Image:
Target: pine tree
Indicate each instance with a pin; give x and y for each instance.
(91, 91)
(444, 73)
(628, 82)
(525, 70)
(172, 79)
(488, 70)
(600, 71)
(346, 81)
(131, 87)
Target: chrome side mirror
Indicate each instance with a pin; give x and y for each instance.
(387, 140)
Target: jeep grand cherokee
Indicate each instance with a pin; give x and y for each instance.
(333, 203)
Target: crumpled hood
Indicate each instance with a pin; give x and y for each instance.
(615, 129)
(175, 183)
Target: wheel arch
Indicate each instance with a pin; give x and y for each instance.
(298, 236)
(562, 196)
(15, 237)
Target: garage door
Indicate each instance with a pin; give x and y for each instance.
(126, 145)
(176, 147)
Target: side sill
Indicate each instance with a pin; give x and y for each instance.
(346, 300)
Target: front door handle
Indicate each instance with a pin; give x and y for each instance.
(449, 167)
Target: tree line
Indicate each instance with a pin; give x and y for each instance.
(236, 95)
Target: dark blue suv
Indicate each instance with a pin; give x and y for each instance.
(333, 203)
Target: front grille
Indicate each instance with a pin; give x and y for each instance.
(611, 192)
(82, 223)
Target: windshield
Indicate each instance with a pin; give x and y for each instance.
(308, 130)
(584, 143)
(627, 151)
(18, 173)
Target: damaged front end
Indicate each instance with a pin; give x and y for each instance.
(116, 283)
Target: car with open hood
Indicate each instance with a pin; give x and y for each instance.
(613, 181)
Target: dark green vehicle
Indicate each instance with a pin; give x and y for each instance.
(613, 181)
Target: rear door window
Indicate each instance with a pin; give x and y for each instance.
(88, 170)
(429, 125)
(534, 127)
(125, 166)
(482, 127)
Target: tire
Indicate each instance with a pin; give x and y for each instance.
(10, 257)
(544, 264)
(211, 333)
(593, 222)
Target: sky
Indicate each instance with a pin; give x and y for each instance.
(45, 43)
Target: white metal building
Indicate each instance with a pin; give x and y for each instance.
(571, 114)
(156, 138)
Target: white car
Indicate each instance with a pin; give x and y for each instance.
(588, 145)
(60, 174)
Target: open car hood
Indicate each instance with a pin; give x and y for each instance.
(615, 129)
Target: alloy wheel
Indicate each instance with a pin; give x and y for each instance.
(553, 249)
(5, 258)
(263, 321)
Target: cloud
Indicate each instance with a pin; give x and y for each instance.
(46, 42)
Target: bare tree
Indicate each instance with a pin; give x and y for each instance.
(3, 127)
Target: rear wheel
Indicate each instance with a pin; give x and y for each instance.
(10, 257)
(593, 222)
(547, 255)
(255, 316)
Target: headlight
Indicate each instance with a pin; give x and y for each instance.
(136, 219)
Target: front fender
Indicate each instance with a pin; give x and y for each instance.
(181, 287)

--

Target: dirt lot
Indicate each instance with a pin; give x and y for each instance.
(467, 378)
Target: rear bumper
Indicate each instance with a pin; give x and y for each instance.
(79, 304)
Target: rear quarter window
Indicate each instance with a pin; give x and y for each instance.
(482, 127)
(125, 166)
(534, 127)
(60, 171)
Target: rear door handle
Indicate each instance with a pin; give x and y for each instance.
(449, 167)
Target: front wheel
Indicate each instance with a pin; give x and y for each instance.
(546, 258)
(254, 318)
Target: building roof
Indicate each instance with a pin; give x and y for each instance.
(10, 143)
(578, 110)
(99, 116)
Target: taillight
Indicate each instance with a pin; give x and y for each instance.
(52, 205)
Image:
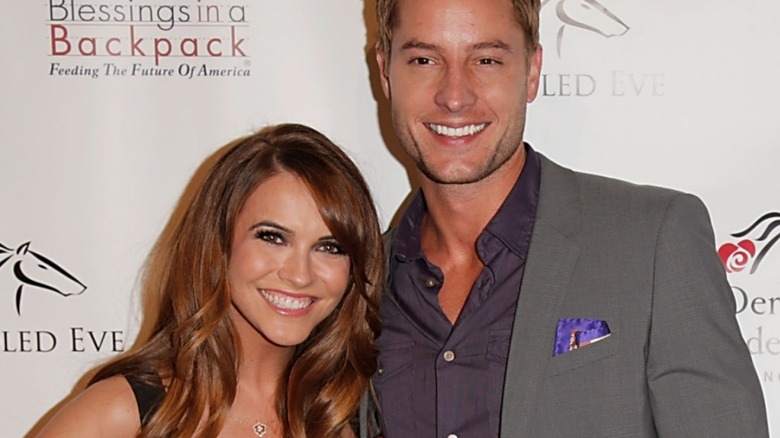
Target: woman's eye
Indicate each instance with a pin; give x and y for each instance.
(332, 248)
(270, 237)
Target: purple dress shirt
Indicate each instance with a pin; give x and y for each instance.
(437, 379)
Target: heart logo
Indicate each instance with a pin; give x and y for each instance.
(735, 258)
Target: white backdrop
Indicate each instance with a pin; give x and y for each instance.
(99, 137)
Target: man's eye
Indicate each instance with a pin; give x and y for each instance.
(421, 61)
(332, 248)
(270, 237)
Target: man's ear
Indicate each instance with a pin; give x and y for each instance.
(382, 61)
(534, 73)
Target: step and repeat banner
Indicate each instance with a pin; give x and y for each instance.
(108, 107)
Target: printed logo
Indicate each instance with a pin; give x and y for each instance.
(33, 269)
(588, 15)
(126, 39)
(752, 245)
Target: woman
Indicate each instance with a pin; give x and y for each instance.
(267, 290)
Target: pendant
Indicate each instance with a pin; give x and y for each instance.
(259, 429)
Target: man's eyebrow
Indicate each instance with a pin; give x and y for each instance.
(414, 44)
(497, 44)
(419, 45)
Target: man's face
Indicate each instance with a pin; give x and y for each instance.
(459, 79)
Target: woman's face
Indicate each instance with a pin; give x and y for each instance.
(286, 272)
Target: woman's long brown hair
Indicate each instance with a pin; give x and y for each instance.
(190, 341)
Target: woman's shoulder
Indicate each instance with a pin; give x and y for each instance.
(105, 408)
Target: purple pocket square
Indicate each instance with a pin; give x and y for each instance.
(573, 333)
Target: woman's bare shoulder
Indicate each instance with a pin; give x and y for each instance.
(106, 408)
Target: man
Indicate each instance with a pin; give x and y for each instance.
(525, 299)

Goal: Locate each line in the items above that contains the word "rear" and copy every such line.

Full solution:
Target: rear door window
Target: rear wheel
Target: rear bumper
Target: rear quarter window
Target: rear door handle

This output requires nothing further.